To do —
a. In the question about Liouville's theorem, what does x stand for in the x-v phase space?
b. Do these statements agree with the question about Liouville's theorem? Answer yes or no for each and quote the deciding words. (i) The ball bearings are dropped from rest at a constant rate. (ii) The particles interact with one another. (iii) The example under consideration is two-dimensional.
c. Carry on the question about Liouville's theorem and ball bearings in phase space, starting after its last sentence.
──────── Document section
# Why does distribution density seem to change though Liouville says it shouldn't?

I am trying to get a deeper understanding of Liouville's theorem and the distribution function in general. As an aid, I was thinking of the following simple, one-dimensional case: ball bearings are dropped from rest from some height at a constant rate. My understanding of the distribution function is that it gives the density of particles in phase space (here x-v space where x is the distance below drop site), and the fact that the particles are non-interacting means that the total time derivative of the distribution function is zero. As I understand it, the total time derivative of the distribution function being zero is another way of saying that if you follow any one particle then the density of particles in phase space near that particle does not change as the particle follows its trajectory.
────────────────
──────── Supplied data
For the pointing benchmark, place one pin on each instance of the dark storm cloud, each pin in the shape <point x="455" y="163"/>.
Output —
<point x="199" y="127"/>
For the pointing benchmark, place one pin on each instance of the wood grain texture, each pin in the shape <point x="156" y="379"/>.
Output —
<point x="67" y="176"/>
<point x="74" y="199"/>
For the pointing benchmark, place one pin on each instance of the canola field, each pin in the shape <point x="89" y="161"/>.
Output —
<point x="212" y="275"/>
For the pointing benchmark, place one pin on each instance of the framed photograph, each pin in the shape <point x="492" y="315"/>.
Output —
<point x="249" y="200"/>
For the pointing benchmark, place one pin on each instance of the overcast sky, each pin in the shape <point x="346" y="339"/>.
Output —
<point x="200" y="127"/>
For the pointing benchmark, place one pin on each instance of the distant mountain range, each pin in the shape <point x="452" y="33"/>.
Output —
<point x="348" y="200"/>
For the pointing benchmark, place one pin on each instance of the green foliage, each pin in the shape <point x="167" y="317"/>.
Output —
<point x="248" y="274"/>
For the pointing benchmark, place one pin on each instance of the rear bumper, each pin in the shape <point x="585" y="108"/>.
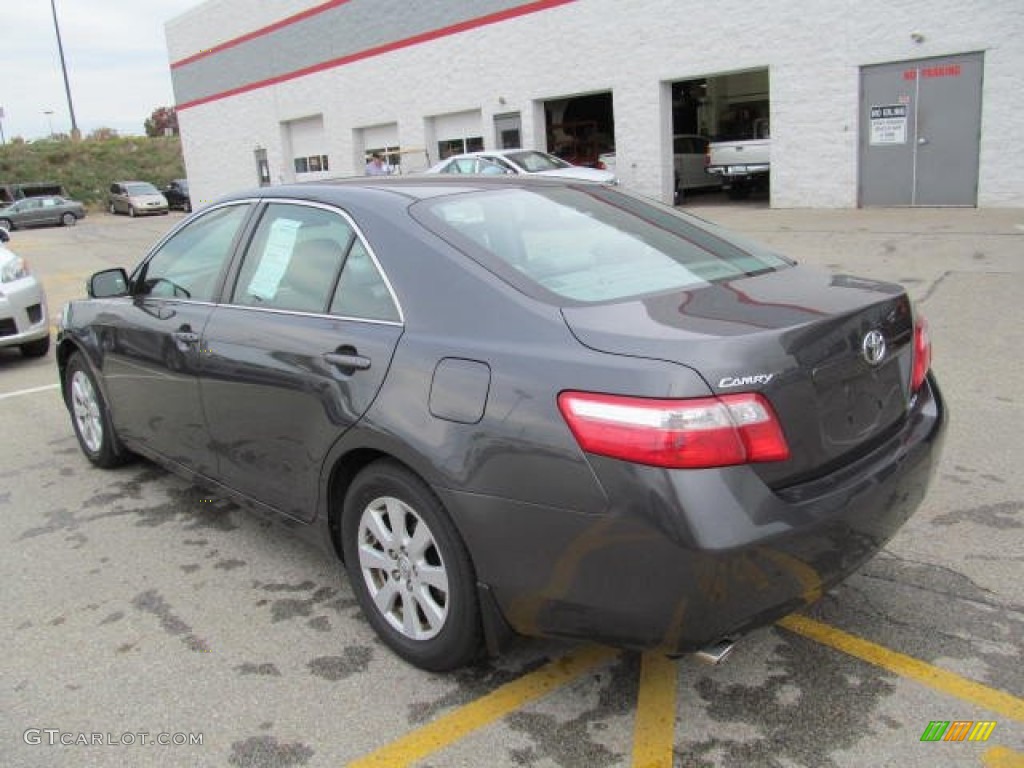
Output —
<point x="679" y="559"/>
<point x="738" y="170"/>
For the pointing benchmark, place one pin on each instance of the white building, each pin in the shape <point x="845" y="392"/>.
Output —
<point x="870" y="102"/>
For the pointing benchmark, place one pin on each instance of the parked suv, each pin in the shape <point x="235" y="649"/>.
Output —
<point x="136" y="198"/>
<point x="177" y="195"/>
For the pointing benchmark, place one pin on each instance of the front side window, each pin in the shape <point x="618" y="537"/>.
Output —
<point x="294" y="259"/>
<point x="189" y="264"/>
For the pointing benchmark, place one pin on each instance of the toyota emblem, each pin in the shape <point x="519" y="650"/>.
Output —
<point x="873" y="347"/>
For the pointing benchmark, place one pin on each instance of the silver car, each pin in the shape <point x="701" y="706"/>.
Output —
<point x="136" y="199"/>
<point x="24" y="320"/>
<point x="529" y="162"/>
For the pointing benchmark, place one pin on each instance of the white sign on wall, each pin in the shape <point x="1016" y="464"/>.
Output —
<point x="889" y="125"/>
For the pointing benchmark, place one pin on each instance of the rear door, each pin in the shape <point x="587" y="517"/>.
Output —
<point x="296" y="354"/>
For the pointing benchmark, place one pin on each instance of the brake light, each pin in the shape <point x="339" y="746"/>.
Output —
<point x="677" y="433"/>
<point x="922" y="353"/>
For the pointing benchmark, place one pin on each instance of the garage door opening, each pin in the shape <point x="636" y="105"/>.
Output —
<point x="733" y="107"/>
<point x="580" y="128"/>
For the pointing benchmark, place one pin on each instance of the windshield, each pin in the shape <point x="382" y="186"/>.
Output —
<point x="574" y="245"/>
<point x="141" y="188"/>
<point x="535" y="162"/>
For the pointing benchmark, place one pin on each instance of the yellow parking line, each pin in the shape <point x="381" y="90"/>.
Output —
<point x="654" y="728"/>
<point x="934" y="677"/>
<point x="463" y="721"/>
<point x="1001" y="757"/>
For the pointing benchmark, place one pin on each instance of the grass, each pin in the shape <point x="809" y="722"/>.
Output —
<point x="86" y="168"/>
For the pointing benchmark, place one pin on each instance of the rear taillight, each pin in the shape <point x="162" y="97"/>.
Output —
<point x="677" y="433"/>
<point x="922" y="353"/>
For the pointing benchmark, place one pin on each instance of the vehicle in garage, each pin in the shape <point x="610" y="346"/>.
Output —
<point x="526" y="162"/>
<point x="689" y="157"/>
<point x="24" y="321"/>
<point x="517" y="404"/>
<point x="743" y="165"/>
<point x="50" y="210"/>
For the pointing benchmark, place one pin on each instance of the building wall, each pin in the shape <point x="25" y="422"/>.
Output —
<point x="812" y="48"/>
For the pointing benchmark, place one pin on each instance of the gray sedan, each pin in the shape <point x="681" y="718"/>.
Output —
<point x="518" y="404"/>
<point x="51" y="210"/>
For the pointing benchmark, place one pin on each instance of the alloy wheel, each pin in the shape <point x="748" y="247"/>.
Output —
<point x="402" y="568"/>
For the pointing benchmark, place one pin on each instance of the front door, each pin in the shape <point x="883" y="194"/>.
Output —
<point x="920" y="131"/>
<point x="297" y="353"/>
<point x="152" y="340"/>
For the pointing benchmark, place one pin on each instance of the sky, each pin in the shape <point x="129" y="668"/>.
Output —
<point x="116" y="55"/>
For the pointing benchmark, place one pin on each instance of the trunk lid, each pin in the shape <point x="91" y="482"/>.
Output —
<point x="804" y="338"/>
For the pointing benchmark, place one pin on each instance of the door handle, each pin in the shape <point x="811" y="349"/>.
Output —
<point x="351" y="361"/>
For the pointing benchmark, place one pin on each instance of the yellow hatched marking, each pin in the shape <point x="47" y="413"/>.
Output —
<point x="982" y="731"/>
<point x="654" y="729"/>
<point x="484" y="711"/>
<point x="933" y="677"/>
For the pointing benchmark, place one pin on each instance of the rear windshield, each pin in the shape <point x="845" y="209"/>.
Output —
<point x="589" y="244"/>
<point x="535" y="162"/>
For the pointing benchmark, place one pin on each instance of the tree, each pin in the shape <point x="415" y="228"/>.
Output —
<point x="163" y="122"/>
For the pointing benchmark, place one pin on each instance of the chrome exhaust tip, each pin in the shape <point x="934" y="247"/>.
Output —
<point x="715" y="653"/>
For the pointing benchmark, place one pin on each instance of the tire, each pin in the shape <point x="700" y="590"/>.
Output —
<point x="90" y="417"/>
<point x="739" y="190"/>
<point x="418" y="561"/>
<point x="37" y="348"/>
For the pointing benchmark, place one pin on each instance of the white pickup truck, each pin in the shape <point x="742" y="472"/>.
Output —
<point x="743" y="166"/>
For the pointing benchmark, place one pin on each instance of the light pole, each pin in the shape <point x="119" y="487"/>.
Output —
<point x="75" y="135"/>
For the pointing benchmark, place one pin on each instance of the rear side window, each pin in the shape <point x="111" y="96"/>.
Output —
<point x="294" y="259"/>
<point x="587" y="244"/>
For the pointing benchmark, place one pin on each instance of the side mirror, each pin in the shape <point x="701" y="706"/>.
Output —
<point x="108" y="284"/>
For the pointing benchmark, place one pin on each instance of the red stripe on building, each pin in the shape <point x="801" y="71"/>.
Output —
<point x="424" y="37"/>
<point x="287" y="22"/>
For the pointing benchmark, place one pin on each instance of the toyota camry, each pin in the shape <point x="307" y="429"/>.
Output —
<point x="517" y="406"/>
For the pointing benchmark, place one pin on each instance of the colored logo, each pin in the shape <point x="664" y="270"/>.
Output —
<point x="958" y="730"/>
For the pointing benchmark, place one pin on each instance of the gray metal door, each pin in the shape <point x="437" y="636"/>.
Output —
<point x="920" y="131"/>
────────────────
──────── Supplied data
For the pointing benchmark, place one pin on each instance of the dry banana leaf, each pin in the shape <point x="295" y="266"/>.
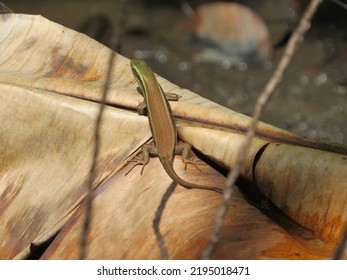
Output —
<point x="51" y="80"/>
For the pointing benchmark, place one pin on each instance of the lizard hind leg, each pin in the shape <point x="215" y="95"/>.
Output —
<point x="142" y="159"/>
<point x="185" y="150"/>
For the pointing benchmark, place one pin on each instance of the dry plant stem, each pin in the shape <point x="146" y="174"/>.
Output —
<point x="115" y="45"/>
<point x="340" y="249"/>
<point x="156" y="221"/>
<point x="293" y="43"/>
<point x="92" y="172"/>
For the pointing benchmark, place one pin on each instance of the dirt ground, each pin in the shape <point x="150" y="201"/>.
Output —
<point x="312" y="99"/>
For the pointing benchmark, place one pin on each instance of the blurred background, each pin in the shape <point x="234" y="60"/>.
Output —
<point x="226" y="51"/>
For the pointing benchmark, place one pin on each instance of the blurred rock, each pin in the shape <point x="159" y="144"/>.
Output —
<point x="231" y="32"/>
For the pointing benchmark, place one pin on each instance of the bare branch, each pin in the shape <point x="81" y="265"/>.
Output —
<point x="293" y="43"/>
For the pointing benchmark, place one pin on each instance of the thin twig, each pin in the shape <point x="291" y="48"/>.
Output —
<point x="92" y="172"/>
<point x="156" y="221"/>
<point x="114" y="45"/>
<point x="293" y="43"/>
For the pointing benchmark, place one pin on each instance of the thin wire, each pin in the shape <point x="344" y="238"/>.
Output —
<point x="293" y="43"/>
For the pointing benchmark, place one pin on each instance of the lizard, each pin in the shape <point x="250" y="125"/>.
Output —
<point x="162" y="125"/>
────────────────
Answer set —
a. The distance below the drop site.

b.
(i) Yes: "ball bearings are dropped from rest from some height at a constant rate"
(ii) No: "the fact that the particles are non-interacting"
(iii) No: "the following simple, one-dimensional case"

c.
Assuming this is all correct, where I am having trouble is understanding why it appears to me that the phase space density decreases with distance from the drop site for my simple example. I have attached a phase space plot showing a single particle's position and momentum at equal time steps from release. If many particles are released at regular (small) intervals, it seems clear from this plot that the density of particles in phase space would decrease as the particles get further away from the origin, which is counter to Liouville. There must be some hole in my logic! Is anyone willing to point out where I go wrong?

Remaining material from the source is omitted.